## 作業項目 A
エントリの冒頭から「box: [1125, 264, 1193, 319]」を含む行までを、両端の行も含めてそのまま書き写してください。画像は答えに入れないでください。

── 原文

ルピア金利・為替シナリオ

 2024年はどんな一年になるだろうか。様々なメディアやリサーチ機関が今年のグローバルベースの政治・経済予想を発表しているが、概ね「選挙イヤー」やインフレ後の「経済のソフトランディング」といったトピックが並ぶ。ただ近年、戦争やパンデミック、自然災害といった突発性の高い事象も相次いでいるので、一年単位の予測自体が難しくなってきていることも念頭に置いておいた方がよいかもしれない。
 インドネシア・ルピアの金利や為替はどのようになるだろうか。もちろん突発的な外的要因によって前提が一変することはあるのだが、とは言っても年の前半ぐらいまでは一定の視界を持って見通すことができるのではないかと考えている。
 よく引き合いに出される大統領選挙は、これまでの展開を見ると、よほどの混乱がない限りはあまりルピア市場には影響しないと考えられる(混乱なく正副大統領が選出されればルピア為替には多少ポジティブに働く可能性はある)。

────
── 提供データ

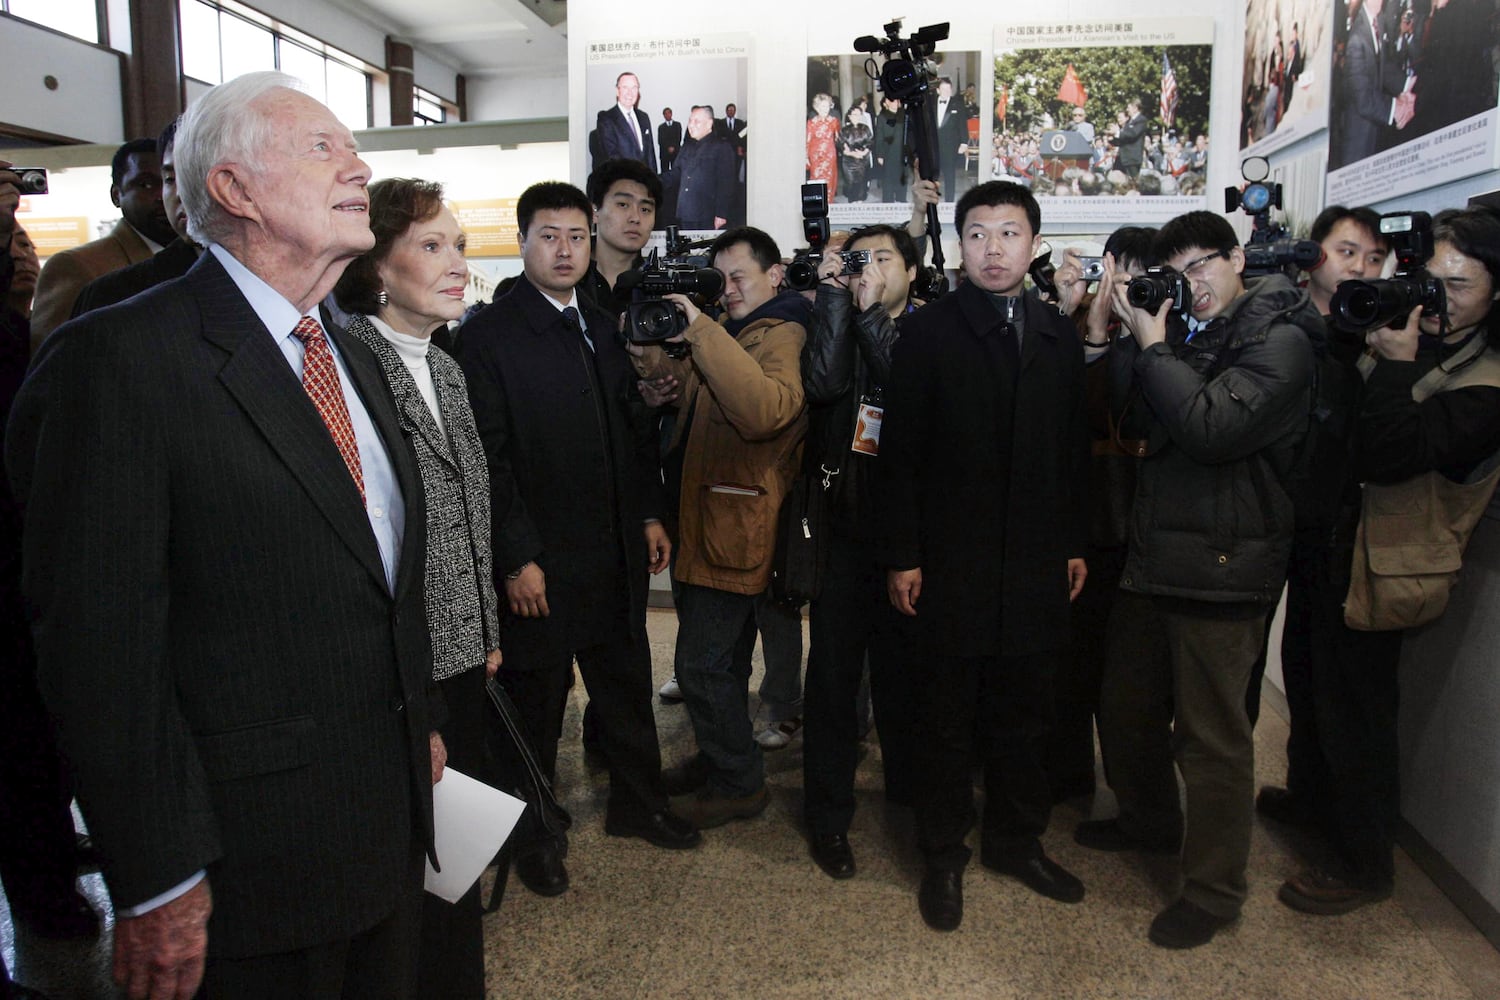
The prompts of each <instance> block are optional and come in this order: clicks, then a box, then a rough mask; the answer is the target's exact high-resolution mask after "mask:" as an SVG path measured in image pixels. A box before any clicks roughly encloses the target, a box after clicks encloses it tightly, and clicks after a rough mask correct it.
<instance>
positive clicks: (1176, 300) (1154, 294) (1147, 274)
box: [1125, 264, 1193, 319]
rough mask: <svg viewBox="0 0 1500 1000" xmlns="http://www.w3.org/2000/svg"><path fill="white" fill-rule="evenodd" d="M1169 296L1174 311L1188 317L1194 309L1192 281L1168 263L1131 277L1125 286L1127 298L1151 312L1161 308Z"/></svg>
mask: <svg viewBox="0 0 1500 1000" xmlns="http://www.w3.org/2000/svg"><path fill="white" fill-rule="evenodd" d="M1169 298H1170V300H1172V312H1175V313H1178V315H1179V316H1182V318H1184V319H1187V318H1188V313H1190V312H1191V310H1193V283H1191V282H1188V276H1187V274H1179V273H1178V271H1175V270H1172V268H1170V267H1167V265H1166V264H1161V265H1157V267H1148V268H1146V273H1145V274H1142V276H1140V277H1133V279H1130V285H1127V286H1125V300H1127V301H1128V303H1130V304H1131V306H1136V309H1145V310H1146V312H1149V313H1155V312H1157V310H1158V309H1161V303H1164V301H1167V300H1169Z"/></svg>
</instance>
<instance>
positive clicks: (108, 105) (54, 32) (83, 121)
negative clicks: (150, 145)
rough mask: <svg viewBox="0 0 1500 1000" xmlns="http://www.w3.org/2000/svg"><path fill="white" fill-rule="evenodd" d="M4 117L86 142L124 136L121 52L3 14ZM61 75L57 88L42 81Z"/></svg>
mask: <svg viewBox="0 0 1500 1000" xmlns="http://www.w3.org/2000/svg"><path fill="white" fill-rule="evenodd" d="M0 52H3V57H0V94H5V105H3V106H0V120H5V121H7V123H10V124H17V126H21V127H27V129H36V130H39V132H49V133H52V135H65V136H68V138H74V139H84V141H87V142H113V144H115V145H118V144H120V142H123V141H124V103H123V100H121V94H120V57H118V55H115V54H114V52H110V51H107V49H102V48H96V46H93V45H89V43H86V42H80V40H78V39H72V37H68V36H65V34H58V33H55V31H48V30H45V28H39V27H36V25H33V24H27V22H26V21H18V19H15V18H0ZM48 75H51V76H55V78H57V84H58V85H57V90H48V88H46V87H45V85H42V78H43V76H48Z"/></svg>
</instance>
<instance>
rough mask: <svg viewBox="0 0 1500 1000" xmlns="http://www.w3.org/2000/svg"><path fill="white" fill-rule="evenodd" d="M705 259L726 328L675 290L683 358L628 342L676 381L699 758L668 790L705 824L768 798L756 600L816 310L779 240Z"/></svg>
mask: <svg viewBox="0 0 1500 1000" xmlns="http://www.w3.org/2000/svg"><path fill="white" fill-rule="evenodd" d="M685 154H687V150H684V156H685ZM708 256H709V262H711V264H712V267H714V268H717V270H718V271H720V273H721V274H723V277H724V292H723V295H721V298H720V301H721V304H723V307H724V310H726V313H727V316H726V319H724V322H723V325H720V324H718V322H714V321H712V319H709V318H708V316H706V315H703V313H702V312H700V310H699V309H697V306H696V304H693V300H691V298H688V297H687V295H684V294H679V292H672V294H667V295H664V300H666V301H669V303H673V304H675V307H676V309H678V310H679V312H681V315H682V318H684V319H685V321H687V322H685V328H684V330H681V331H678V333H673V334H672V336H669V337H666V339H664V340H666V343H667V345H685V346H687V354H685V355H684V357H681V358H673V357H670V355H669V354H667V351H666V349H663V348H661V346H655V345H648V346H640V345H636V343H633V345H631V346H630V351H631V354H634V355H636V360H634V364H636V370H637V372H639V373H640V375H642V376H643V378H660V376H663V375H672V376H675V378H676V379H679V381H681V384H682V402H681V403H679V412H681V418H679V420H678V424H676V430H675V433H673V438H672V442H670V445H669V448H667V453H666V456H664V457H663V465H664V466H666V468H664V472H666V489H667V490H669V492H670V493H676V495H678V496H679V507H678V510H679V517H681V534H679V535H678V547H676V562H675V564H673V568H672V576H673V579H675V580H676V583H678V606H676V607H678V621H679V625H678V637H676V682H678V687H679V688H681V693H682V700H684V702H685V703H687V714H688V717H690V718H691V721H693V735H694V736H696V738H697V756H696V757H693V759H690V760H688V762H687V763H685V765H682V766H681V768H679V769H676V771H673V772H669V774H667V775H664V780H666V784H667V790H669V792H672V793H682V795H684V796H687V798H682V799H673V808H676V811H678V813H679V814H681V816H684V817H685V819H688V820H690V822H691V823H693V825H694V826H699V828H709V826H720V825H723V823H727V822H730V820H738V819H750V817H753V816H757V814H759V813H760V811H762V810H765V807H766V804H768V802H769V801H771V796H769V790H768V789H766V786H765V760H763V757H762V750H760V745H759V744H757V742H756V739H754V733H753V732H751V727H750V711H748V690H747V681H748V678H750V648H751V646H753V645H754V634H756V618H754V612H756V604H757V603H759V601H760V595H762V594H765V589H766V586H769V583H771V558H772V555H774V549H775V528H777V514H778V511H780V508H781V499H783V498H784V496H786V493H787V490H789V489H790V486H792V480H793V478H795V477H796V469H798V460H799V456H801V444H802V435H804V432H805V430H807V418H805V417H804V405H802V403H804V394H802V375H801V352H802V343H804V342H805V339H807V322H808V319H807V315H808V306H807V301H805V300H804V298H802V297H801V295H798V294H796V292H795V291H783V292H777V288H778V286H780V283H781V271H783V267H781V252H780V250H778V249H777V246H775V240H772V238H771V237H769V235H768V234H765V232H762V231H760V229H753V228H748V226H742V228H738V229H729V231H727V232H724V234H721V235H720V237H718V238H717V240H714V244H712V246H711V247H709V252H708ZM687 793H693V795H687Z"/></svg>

────

## 作業項目 B
ルピアの金利と為替の見通しを述べた文章の続きを書いてください。

## 回答 A
The prompts of each <instance> block are optional and come in this order: clicks, then a box, then a rough mask; the answer is the target's exact high-resolution mask after "mask:" as an SVG path measured in image pixels. A box before any clicks roughly encloses the target, a box after clicks encloses it tightly, and clicks after a rough mask correct it.
<instance>
positive clicks: (1176, 300) (1154, 294) (1147, 274)
box: [1125, 264, 1193, 319]

## 回答 B
 当面のルピアを左右する一番大きなドライバーは、米国のインフレ沈静化とドル利下げのペースということになろう。昨年11月以降に発表された米国のインフレ率は低下傾向が鮮明となり、これを受けてドルの長期金利も下落、12月には米連邦準備理事会(FRB)のパウエル議長から利下げが視野に入り始めたとの発言も出た。おそらくこのタイミングで為替相場は転換点を迎え、ドル安方向へのトレンドが生まれたと言える。今後のドルの利下げ開始時期についてはまだいろいろな見方が錯綜していて、当のFRBも態度を明確にしていないが、現時点での市場の予想は早ければ今年3月、慎重派の予想だと6月以降、といったところだ。
 今後ルピアの金利と為替もこのドルの利下げに影響される動きが予想されるが、展開としては2通りのシナリオが考えられる。
 一つ目は楽観シナリオ。ドルの利下げ(ないしはその兆候)にルピア為替が強含む又は安定推移する場合には、インドネシア中銀は安心して利下げに踏み切ることができる。このサイクルが何度か繰り返されて、為替の安定が利下げをサポートし続ければ、ルピアの政策金利はドル金利と軌道を一にしてほぼ同水準まで下げていくことができる。為替水準もややルピア高方向、場合によっては1ドル14000台も想定されよう。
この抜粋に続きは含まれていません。